Please rewrite the listing below as a numbered list, dropping the blank lines and leaving out the pictures.

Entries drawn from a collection
+++

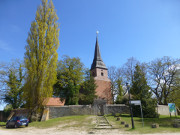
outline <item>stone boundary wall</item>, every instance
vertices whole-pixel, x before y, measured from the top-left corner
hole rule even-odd
[[[48,107],[49,118],[47,119],[72,115],[98,115],[99,110],[97,108],[98,107],[96,105],[67,105],[60,107]],[[45,110],[47,110],[47,108]],[[104,105],[103,110],[104,114],[129,113],[129,107],[122,104]]]
[[[168,105],[158,105],[156,107],[156,110],[157,110],[157,113],[160,114],[160,115],[170,115]],[[171,113],[171,115],[174,116],[175,113]],[[176,115],[177,115],[177,112],[176,112]]]
[[[107,112],[106,114],[129,114],[129,107],[125,104],[114,104],[114,105],[106,105]]]

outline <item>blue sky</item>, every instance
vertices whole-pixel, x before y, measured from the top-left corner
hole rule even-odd
[[[40,0],[0,0],[0,62],[24,57],[26,39]],[[53,0],[60,23],[59,59],[94,57],[96,30],[106,66],[128,58],[141,62],[180,52],[179,0]]]

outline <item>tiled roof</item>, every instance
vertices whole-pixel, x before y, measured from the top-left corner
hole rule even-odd
[[[65,99],[61,100],[60,98],[46,98],[43,102],[44,106],[64,106]]]

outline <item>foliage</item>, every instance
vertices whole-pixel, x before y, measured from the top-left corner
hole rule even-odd
[[[63,59],[58,62],[54,95],[65,98],[68,105],[78,104],[83,75],[83,63],[79,58],[63,56]]]
[[[123,97],[123,86],[122,86],[122,79],[119,78],[116,80],[116,84],[117,84],[117,98],[116,98],[116,104],[123,104],[125,103],[125,98]]]
[[[24,67],[19,60],[14,60],[10,64],[5,64],[1,68],[1,88],[3,89],[2,99],[13,109],[23,105],[23,80]]]
[[[57,20],[52,0],[49,3],[42,0],[31,23],[24,58],[27,69],[24,96],[29,108],[39,108],[43,100],[53,94],[59,46]]]
[[[123,90],[123,70],[122,68],[116,68],[111,66],[108,68],[108,77],[111,80],[111,94],[113,103],[122,103],[124,93]]]
[[[130,87],[132,86],[133,82],[133,76],[135,71],[135,66],[138,64],[139,61],[137,61],[134,57],[131,57],[127,60],[127,62],[123,65],[123,81],[125,83],[129,83]]]
[[[85,80],[79,91],[79,104],[92,104],[94,99],[97,97],[95,95],[96,87],[94,77],[91,75],[89,69],[87,69],[85,72]]]
[[[156,102],[152,99],[152,93],[149,91],[150,87],[147,85],[147,79],[145,77],[145,72],[143,72],[143,68],[143,66],[136,65],[130,93],[133,95],[134,100],[141,100],[144,117],[156,117]],[[140,109],[138,109],[140,108],[139,106],[134,106],[133,108],[135,116],[141,114]]]
[[[155,59],[149,64],[151,90],[156,95],[158,103],[167,105],[168,97],[174,92],[178,60],[170,57]]]
[[[176,107],[180,109],[180,70],[178,69],[175,77],[175,85],[172,86],[172,92],[168,96],[169,103],[175,103]]]

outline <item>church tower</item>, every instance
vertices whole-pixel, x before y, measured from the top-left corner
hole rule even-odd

+++

◆ **OUTPUT FOR THIS EXERCISE**
1. outline <item>stone boundary wall</item>, every instance
2. vertices whole-pixel, x before y, measured from the top-left corner
3. hole rule even-odd
4. [[[48,107],[49,118],[47,119],[72,115],[98,115],[99,110],[97,108],[98,107],[96,105],[67,105],[60,107]],[[45,110],[47,110],[47,108]],[[104,105],[103,110],[104,114],[129,113],[129,107],[122,104]]]
5. [[[168,105],[158,105],[156,107],[156,110],[157,110],[157,113],[160,114],[160,115],[170,115]],[[171,113],[171,115],[174,116],[175,113]],[[176,115],[177,115],[177,112],[176,112]]]
6. [[[107,112],[106,114],[129,114],[129,107],[125,104],[114,104],[114,105],[106,105]]]
7. outline <item>blue sky</item>, every instance
8. vertices whole-pixel, x before y, measured from the top-left corner
9. hole rule even-odd
10. [[[40,0],[0,0],[0,62],[24,57],[26,39]],[[53,0],[60,23],[59,59],[94,57],[96,30],[106,66],[128,58],[141,62],[180,52],[179,0]]]
11. outline <item>tiled roof</item>, every instance
12. vertices whole-pixel, x before y, measured from the top-left corner
13. hole rule even-odd
14. [[[65,99],[61,100],[60,98],[46,98],[43,102],[44,106],[64,106]]]
15. outline <item>foliage</item>, every instance
16. vertices whole-pixel, x before y, measured from the top-left corner
17. hole rule even-odd
18. [[[63,59],[58,62],[54,95],[65,98],[68,105],[78,104],[83,75],[83,63],[79,58],[63,56]]]
19. [[[123,97],[123,86],[122,86],[122,79],[119,78],[116,80],[116,84],[117,84],[117,98],[116,98],[116,104],[123,104],[125,103],[125,98]]]
20. [[[24,67],[19,60],[14,60],[10,64],[5,64],[1,68],[1,88],[3,89],[2,99],[13,109],[23,105],[23,80]]]
21. [[[57,20],[52,0],[49,3],[42,0],[31,23],[24,58],[27,69],[24,96],[29,108],[39,108],[43,100],[53,94],[59,46]]]
22. [[[123,90],[123,70],[122,68],[116,68],[111,66],[108,68],[108,77],[111,80],[111,94],[113,103],[122,103],[124,93]]]
23. [[[130,87],[132,86],[133,82],[133,76],[135,71],[135,66],[138,64],[139,61],[137,61],[134,57],[131,57],[127,60],[127,62],[123,65],[123,81],[125,83],[129,83]]]
24. [[[85,80],[79,91],[79,104],[92,104],[94,99],[97,97],[95,95],[96,87],[94,77],[91,75],[89,69],[87,69],[85,72]]]
25. [[[156,102],[152,99],[152,93],[149,91],[150,87],[147,85],[147,79],[145,77],[145,72],[143,72],[143,68],[143,66],[136,65],[130,93],[133,95],[134,100],[141,100],[144,117],[156,117]],[[140,109],[138,109],[140,108],[139,106],[134,106],[133,108],[135,116],[141,114]]]
26. [[[155,59],[149,64],[151,90],[156,95],[158,103],[167,105],[168,97],[174,92],[178,60],[170,57]]]
27. [[[176,107],[180,109],[180,70],[178,69],[175,77],[175,85],[172,86],[172,92],[168,96],[169,103],[175,103]]]
28. outline <item>church tower</item>, every instance
29. vertices whole-pixel, x before y, measured from the top-left corner
30. hole rule even-odd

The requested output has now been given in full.